- **Short task**
Format every line of the items below as a Markdown table with the columns Row and Line, numbering each row and skipping blank lines. Leave the pictures out of the table.
== Source material ==
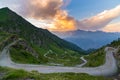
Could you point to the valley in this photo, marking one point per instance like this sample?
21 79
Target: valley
28 52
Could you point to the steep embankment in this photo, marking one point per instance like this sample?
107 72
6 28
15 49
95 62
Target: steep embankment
109 68
40 40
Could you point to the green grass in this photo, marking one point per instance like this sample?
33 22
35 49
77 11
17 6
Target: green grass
96 58
12 74
20 55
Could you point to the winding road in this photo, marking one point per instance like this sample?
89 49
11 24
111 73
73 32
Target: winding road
109 68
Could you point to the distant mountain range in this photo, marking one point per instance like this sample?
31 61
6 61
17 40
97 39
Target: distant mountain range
88 39
48 47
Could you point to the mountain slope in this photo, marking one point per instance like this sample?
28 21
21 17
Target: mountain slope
40 40
88 39
98 57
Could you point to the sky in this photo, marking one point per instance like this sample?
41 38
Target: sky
69 15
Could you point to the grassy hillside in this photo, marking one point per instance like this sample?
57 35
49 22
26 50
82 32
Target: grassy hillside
97 57
12 74
13 23
46 47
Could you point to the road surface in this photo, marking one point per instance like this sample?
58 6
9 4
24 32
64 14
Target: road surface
109 68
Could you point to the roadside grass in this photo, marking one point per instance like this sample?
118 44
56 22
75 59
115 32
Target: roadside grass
57 56
96 58
12 74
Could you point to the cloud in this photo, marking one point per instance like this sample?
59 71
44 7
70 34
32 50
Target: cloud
48 10
99 21
40 9
113 27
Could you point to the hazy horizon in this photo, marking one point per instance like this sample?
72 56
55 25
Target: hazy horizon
69 15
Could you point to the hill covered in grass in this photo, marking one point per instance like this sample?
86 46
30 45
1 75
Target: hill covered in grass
97 57
37 45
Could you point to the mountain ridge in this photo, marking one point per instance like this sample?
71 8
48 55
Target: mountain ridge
88 39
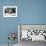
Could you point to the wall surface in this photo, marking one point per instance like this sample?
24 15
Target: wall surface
29 12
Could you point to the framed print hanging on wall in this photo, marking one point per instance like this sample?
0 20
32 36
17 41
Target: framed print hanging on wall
9 11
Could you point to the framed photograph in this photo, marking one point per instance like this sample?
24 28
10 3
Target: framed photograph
9 11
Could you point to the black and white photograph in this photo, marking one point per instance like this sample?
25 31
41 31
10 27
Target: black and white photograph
9 11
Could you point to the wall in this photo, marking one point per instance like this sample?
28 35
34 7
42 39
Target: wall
29 12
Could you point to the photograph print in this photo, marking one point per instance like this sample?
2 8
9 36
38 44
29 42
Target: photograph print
9 11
===
- **Written solution**
| Row | Line |
|---|---|
| 1 | Could you point to the valley in this photo, marking one point per instance like this sample? |
| 2 | 21 79 |
| 3 | Target: valley |
| 4 | 28 52 |
| 5 | Could you point to the steep embankment in this photo, marking one point per instance like this sample? |
| 6 | 107 72 |
| 7 | 6 28 |
| 8 | 15 49 |
| 9 | 95 62 |
| 10 | Target: steep embankment |
| 11 | 109 68 |
| 12 | 40 40 |
| 13 | Could you point to the green grass in this photo, marking one point per instance like this sample? |
| 14 | 33 22 |
| 15 | 35 49 |
| 16 | 77 11 |
| 17 | 17 6 |
| 18 | Target: green grass |
| 19 | 96 58 |
| 20 | 12 74 |
| 21 | 20 55 |
| 22 | Could you point to the winding road in this photo, marking one point per instance like this sample? |
| 23 | 89 49 |
| 24 | 11 24 |
| 25 | 111 73 |
| 26 | 73 32 |
| 27 | Target: winding road |
| 28 | 109 68 |
| 29 | Could you point to the distant mountain range in this photo, marking one point per instance like this sample? |
| 30 | 31 61 |
| 31 | 6 61 |
| 32 | 17 40 |
| 33 | 97 39 |
| 34 | Target: distant mountain range |
| 35 | 88 39 |
| 36 | 48 47 |
| 37 | Could you point to the mountain slope in this photo, marking one point per instance like this sample? |
| 38 | 28 21 |
| 39 | 21 17 |
| 40 | Target: mountain slope |
| 41 | 40 40 |
| 42 | 88 39 |
| 43 | 98 57 |
| 44 | Could you point to the sky in this photo, marking one point per instance like this sample? |
| 45 | 41 38 |
| 46 | Target: sky |
| 47 | 69 15 |
| 48 | Could you point to the grassy hillside in this photo, marking one point per instance like this sample? |
| 49 | 57 35 |
| 50 | 49 22 |
| 51 | 26 50 |
| 52 | 82 32 |
| 53 | Target: grassy hillside |
| 54 | 97 57 |
| 55 | 12 74 |
| 56 | 13 23 |
| 57 | 46 47 |
| 58 | Could you point to the road surface in this photo, marking one point per instance like this sample? |
| 59 | 58 6 |
| 60 | 9 4 |
| 61 | 24 32 |
| 62 | 64 14 |
| 63 | Target: road surface |
| 64 | 109 68 |
| 65 | Could you point to the roadside grass in this photo, marking one point per instance like this sample? |
| 66 | 118 44 |
| 67 | 56 22 |
| 68 | 75 59 |
| 69 | 115 32 |
| 70 | Target: roadside grass |
| 71 | 57 56 |
| 72 | 96 58 |
| 73 | 12 74 |
| 74 | Could you point to the cloud in this photo, marking one point per instance like this sample? |
| 75 | 59 71 |
| 76 | 44 7 |
| 77 | 70 34 |
| 78 | 32 50 |
| 79 | Target: cloud |
| 80 | 48 10 |
| 81 | 99 21 |
| 82 | 40 9 |
| 83 | 113 27 |
| 84 | Could you point to the hazy horizon in this photo, marking one point per instance like this sample? |
| 85 | 72 56 |
| 86 | 55 25 |
| 87 | Target: hazy horizon |
| 88 | 69 15 |
| 89 | Could you point to the hill covered in grass in this photo, marking one point per instance like this sample? |
| 90 | 86 46 |
| 91 | 30 45 |
| 92 | 1 75 |
| 93 | Target: hill covered in grass |
| 94 | 97 57 |
| 95 | 37 45 |
| 96 | Could you point to the mountain ridge in this photo, marking one point per instance like this sample? |
| 97 | 71 8 |
| 98 | 48 55 |
| 99 | Target: mountain ridge |
| 100 | 88 39 |
| 101 | Could you point to the wall surface in this photo, marking one point per instance like this sample? |
| 102 | 24 15 |
| 103 | Target: wall surface |
| 104 | 29 12 |
| 105 | Could you point to the framed print hanging on wall in this photo, marking one point per instance like this sample? |
| 106 | 0 20 |
| 107 | 32 36 |
| 108 | 17 41 |
| 109 | Target: framed print hanging on wall |
| 110 | 9 11 |
| 111 | Could you point to the framed photograph in this photo, marking one point per instance like this sample? |
| 112 | 24 28 |
| 113 | 10 3 |
| 114 | Target: framed photograph |
| 115 | 9 11 |
| 116 | Could you point to the black and white photograph in this photo, marking one point per instance like this sample? |
| 117 | 25 31 |
| 118 | 41 31 |
| 119 | 10 27 |
| 120 | Target: black and white photograph |
| 121 | 9 11 |
| 122 | Could you point to the wall in this photo, marking one point per instance like this sample? |
| 123 | 28 35 |
| 124 | 34 7 |
| 125 | 42 39 |
| 126 | Target: wall |
| 127 | 29 12 |
| 128 | Could you point to the photograph print in this photo, marking one point per instance like this sample? |
| 129 | 2 8 |
| 130 | 9 36 |
| 131 | 38 44 |
| 132 | 29 42 |
| 133 | Target: photograph print |
| 134 | 9 11 |